• FRAGMENTO
========

La tensión de este magnetismo no intencionado define al personaje, algo que Johansson explora en su gestualidad conteniendo su rostro siempre al borde de la emoción y combinando cierta desconfianza animal con una delicadeza que casi hace palpable —en esto tiene mucho que ver la magnífica fotografía de Eduardo Serra— la luz que la rodea. La escena donde se retira la cofia y Vermeer, abrumado por su belleza, la observa con su medio rostro asomando sin disimulo por la puerta es el clímax de esta idea. Más que ruborizarse Griet se eriza con una hostilidad indefensa, como un gato acorralado, perturbada por mostrarse ante él con el cabello suelto. Será más tarde, en el instante en que él le perfora la oreja para colocarle el pendiente, cuando se revele un deseo confuso en su manera de temblar y de entregarse, sin saber muy bien por qué, a unos labios que nunca encuentra. Es clave que no lo haga, pues la emoción no desborda todavía. Él le pide que gire la cabeza para mirarle y en ese momento, sabiéndose observada, su mirada se llena de fragilidad y algo a medio camino entre el deseo y la rabia. El zoom que entonces realiza la cámara hacia el rostro de la actriz, reimaginando el posado, transmite la misma intensidad indeterminada que la propia mirada inmortalizada en la pintura hace casi cuatro siglos.

========

• ENTRADAS GUARDADAS
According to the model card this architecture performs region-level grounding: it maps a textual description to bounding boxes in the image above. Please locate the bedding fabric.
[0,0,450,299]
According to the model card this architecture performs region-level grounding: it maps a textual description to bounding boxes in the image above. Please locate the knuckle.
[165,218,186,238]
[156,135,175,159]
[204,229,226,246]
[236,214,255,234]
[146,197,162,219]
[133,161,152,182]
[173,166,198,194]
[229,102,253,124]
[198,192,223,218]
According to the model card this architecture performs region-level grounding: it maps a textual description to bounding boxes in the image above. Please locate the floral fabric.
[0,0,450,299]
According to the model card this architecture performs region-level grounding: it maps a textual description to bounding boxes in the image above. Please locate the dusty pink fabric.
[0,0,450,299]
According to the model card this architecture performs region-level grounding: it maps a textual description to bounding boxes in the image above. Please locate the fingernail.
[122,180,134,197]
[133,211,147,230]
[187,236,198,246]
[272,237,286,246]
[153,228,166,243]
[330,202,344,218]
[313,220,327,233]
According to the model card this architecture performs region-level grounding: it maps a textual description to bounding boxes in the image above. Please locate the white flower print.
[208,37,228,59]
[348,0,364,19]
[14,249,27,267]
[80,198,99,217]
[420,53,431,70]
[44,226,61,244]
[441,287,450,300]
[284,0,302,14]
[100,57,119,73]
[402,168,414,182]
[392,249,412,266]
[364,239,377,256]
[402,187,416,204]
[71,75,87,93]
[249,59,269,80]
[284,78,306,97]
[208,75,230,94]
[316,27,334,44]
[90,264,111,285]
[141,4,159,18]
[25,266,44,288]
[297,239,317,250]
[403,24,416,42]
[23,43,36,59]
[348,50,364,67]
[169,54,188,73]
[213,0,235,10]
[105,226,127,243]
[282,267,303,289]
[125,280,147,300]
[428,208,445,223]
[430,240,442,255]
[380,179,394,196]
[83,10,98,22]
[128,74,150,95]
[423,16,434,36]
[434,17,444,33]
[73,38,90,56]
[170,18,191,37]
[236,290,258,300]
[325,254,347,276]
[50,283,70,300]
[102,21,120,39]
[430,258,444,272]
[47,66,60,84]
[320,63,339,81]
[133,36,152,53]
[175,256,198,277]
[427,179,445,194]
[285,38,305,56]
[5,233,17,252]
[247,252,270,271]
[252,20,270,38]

========

• TAREAS
- A) Responde estas preguntas sobre el fragmento sobre Griet y Vermeer:
(i) ¿De quién es la fotografía que el fragmento califica de magnífica?
(ii) ¿Qué se retira Griet en la escena en que Vermeer la observa desde la puerta?
(iii) ¿Para qué le perfora Vermeer la oreja a Griet?
- B) Escribe una continuación del fragmento sobre Griet y Vermeer a partir de su última oración.
Las entradas no guardan relación con el fragmento sobre Griet y Vermeer.

• RESPUESTAS
- A)
(i) De Eduardo Serra.
(ii) La cofia.
(iii) Para colocarle el pendiente.

- B)
Quiero creer que es esa misma melancolía intrínseca, aun enmascarada en la suntuosidad de sus rasgos físicos y la voluptuosidad que adquieren su más mínimo gesto y su voz grave, la que la acerca más a la sensibilidad de Monica Vitti que a la exuberancia de Anita Erkberg o Marilyn Monroe, y la que siempre me ha atraído de ella en films de una mirada tan marcadamente masculina como Algo más que un jefe (In good company, Paul Weitz, 2004), La isla (The island, Michael Bay, 2005), La dalia negra (The Black Dahlia, Brian de Palma, 2006), El truco final (The Prestige, Christopher Nolan, 2006) o Match point, Scoop y Vicky Cristina Barcelona (Woody Allen, 2005, 2006, 2008). A su vez, son filmes que también beben, en mayor o menor medida, del discurso de la musa objetificada en el que Scarlett Johansson parece haber trazado toda una evolución paralela más o menos autoconsciente. Si tomamos las elecciones de una actriz también como una manera de imprimir cierta línea autoral a su trabajo más allá de las películas que lo componen, podemos encontrar en su filmografía más reciente algunos títulos que llevan su fotogenia a terrenos insospechados, en los que el cuerpo constituye precisamente un límite a transgredir y, por ello, un terreno interpretativo a explorar.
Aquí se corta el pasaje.